[Try it]
Select from the records below every line that has the word "weed" in it.

[Data supplied]
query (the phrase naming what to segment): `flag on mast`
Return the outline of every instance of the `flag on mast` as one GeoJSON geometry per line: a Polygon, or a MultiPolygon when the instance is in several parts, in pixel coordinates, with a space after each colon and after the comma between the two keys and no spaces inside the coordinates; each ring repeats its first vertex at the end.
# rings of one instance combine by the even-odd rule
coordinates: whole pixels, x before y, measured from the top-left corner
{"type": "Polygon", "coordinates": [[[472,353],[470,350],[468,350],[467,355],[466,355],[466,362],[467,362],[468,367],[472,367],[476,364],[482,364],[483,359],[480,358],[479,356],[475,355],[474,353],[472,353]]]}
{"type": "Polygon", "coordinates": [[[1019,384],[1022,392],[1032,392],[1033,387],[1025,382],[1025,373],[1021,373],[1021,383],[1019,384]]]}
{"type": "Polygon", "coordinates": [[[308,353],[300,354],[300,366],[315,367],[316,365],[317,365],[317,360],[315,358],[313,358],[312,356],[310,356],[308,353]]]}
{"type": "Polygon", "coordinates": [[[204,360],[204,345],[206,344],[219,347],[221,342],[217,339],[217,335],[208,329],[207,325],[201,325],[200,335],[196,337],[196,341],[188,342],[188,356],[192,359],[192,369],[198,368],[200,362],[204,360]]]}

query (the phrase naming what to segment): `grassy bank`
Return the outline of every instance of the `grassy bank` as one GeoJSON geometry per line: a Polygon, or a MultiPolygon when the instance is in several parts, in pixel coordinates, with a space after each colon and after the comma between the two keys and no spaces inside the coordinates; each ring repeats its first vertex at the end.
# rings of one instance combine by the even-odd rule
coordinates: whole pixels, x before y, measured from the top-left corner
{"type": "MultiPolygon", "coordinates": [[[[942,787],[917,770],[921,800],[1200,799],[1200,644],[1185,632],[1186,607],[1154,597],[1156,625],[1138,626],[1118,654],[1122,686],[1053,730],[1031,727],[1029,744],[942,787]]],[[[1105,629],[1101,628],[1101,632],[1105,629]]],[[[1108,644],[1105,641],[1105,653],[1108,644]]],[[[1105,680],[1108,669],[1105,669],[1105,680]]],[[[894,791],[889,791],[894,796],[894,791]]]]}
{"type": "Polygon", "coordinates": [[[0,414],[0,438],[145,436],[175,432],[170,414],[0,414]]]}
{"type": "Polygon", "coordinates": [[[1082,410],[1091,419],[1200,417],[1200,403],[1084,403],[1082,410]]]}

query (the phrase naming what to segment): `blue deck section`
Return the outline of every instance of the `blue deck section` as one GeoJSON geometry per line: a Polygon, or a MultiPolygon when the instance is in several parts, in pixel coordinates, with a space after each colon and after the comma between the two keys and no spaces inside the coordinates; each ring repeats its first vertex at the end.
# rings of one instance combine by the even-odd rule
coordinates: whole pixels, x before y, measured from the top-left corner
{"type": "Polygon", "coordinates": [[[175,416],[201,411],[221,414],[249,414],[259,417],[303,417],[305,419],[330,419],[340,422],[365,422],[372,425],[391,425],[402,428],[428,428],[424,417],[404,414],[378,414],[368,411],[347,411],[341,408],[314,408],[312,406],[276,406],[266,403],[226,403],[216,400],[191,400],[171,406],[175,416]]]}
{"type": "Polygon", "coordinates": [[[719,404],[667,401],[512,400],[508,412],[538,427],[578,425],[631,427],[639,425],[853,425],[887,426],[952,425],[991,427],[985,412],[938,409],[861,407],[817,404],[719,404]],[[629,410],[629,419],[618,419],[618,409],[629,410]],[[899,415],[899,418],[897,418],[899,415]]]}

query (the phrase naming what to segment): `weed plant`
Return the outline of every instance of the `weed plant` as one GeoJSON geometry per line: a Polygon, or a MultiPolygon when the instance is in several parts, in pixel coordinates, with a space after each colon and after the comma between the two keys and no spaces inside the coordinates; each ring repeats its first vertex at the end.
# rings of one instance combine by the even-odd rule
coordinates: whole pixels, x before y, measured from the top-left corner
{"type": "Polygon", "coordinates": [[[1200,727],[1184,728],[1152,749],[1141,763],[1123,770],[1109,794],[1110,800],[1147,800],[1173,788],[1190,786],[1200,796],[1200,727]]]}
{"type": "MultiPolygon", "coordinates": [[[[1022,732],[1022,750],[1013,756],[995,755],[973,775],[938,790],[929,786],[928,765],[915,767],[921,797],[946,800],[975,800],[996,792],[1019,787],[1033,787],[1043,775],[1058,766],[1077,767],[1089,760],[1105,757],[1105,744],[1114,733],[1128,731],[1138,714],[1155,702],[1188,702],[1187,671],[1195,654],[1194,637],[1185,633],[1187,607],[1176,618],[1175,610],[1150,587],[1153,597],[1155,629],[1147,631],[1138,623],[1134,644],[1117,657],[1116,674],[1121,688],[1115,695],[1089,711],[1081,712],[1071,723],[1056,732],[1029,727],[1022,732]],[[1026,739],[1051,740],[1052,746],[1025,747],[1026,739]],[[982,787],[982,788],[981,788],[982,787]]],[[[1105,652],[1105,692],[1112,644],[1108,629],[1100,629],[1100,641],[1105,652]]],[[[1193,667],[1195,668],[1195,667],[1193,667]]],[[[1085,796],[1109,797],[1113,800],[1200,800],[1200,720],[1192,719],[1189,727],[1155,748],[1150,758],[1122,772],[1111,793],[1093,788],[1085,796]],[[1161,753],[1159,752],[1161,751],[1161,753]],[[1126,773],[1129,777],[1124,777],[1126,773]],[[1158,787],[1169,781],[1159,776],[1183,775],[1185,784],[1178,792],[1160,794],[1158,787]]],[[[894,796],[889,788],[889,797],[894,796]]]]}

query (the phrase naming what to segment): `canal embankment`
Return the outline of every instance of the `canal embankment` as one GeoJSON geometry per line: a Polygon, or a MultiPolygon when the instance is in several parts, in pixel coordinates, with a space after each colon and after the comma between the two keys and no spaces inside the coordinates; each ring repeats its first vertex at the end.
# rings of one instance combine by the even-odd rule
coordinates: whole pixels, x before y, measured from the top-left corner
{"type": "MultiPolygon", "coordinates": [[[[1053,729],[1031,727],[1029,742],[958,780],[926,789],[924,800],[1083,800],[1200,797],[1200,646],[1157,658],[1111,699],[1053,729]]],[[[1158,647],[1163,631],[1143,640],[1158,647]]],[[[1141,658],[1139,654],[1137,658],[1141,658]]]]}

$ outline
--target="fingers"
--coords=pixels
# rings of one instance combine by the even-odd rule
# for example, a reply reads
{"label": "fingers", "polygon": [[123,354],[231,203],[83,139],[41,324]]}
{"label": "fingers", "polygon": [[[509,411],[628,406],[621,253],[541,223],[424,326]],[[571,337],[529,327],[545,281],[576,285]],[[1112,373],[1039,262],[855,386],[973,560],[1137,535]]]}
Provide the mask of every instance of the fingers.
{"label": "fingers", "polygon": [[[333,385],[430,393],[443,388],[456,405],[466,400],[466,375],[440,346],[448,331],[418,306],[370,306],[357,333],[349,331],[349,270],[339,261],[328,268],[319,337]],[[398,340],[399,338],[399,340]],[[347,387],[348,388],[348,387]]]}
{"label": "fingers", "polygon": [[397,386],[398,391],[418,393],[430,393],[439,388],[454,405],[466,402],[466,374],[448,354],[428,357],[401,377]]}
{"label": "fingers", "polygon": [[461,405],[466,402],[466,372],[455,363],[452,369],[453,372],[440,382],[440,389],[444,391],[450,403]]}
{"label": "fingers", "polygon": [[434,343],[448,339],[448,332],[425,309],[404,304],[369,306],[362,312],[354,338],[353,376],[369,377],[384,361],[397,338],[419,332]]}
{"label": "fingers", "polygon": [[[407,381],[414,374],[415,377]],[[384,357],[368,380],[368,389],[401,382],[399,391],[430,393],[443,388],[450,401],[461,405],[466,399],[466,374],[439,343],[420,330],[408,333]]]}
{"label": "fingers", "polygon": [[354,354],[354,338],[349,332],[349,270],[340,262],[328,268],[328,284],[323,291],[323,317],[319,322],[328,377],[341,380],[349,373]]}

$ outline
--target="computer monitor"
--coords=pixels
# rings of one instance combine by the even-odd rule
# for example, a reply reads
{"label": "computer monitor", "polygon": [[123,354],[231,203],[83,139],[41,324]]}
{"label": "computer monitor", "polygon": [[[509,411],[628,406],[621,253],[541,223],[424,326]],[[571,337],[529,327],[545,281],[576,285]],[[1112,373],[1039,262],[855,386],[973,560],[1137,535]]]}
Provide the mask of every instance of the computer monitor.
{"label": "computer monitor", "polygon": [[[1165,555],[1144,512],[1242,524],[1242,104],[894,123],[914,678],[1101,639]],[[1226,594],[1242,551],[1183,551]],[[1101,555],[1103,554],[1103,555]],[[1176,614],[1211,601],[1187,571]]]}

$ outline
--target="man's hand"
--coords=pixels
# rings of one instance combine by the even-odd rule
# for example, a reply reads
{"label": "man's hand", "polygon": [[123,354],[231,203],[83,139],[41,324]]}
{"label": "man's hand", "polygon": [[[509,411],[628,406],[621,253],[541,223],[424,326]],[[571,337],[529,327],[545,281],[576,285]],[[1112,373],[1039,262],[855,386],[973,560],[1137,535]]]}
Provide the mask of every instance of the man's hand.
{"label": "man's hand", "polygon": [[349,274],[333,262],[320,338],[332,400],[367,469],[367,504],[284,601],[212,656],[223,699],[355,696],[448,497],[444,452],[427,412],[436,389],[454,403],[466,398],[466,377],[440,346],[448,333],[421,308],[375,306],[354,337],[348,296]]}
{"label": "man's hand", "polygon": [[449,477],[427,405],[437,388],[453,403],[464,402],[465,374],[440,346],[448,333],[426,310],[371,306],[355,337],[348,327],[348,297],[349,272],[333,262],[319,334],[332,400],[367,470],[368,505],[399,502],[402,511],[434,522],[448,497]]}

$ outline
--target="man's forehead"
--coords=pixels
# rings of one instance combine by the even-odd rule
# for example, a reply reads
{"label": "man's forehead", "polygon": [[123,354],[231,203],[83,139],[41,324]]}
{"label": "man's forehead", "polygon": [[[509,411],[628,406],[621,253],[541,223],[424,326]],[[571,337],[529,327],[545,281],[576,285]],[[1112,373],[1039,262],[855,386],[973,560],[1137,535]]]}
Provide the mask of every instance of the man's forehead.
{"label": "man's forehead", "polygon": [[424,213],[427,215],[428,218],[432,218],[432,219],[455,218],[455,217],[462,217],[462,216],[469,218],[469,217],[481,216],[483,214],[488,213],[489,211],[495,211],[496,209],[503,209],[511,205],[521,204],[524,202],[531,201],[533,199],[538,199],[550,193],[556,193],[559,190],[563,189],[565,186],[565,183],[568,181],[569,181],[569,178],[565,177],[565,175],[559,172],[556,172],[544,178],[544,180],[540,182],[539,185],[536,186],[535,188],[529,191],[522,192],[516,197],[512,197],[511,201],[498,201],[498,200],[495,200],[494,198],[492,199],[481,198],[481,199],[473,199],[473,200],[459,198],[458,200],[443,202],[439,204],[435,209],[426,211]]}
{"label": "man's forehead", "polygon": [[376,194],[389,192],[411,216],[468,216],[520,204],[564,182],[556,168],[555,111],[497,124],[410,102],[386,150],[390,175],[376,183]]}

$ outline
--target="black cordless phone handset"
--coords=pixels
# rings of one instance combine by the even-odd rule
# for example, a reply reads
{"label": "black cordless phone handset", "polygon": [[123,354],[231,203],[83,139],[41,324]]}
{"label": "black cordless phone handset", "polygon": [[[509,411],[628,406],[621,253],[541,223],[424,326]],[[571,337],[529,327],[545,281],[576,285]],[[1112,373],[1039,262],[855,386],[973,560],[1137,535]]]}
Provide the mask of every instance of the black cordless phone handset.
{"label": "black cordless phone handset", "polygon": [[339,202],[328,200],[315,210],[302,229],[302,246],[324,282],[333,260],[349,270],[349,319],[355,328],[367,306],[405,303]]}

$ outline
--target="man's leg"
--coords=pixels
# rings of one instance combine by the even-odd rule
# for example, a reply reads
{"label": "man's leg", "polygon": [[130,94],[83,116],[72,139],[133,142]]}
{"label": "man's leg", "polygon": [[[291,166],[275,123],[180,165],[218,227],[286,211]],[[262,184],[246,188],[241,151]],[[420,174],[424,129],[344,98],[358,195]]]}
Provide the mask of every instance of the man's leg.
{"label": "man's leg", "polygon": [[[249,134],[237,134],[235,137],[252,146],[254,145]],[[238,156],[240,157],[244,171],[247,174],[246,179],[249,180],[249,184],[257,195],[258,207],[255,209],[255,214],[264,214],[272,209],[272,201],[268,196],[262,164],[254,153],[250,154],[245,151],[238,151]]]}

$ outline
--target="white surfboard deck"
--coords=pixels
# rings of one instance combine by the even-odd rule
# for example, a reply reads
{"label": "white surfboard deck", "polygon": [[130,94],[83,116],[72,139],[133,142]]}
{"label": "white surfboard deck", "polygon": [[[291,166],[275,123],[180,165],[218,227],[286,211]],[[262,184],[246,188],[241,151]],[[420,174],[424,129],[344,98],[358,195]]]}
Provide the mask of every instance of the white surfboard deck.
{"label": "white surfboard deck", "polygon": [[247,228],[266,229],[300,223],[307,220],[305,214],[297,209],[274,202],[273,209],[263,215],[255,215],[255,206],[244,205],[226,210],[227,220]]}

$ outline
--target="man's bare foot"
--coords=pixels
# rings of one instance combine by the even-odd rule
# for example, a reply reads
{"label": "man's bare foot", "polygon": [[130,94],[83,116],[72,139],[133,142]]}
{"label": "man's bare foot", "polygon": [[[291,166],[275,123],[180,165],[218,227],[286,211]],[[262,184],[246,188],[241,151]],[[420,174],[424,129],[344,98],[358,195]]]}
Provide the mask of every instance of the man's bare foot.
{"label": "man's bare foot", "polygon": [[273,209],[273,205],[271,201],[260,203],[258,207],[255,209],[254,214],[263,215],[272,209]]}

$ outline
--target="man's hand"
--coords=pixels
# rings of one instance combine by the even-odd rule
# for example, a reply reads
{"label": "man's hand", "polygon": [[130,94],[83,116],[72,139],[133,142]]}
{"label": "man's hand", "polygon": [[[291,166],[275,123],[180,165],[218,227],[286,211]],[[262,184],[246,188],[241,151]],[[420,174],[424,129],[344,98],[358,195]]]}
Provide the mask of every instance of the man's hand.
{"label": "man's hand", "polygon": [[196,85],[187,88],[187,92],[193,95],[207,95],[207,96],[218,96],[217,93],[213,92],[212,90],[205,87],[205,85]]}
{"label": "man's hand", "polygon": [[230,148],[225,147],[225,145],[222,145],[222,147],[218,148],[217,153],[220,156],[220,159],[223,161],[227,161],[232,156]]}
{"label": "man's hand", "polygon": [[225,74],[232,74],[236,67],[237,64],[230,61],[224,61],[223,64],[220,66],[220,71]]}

[The answer]
query (the phrase naming what to segment): `weed plant`
Return the outline of every instance of the `weed plant` as one GeoJSON geometry per line: a Polygon, or a MultiPolygon when the instance is in several parts, in pixel coordinates, with a space after each colon and after the comma between the two keys and no spaces inside the coordinates; each ring repeats its first vertex at the end.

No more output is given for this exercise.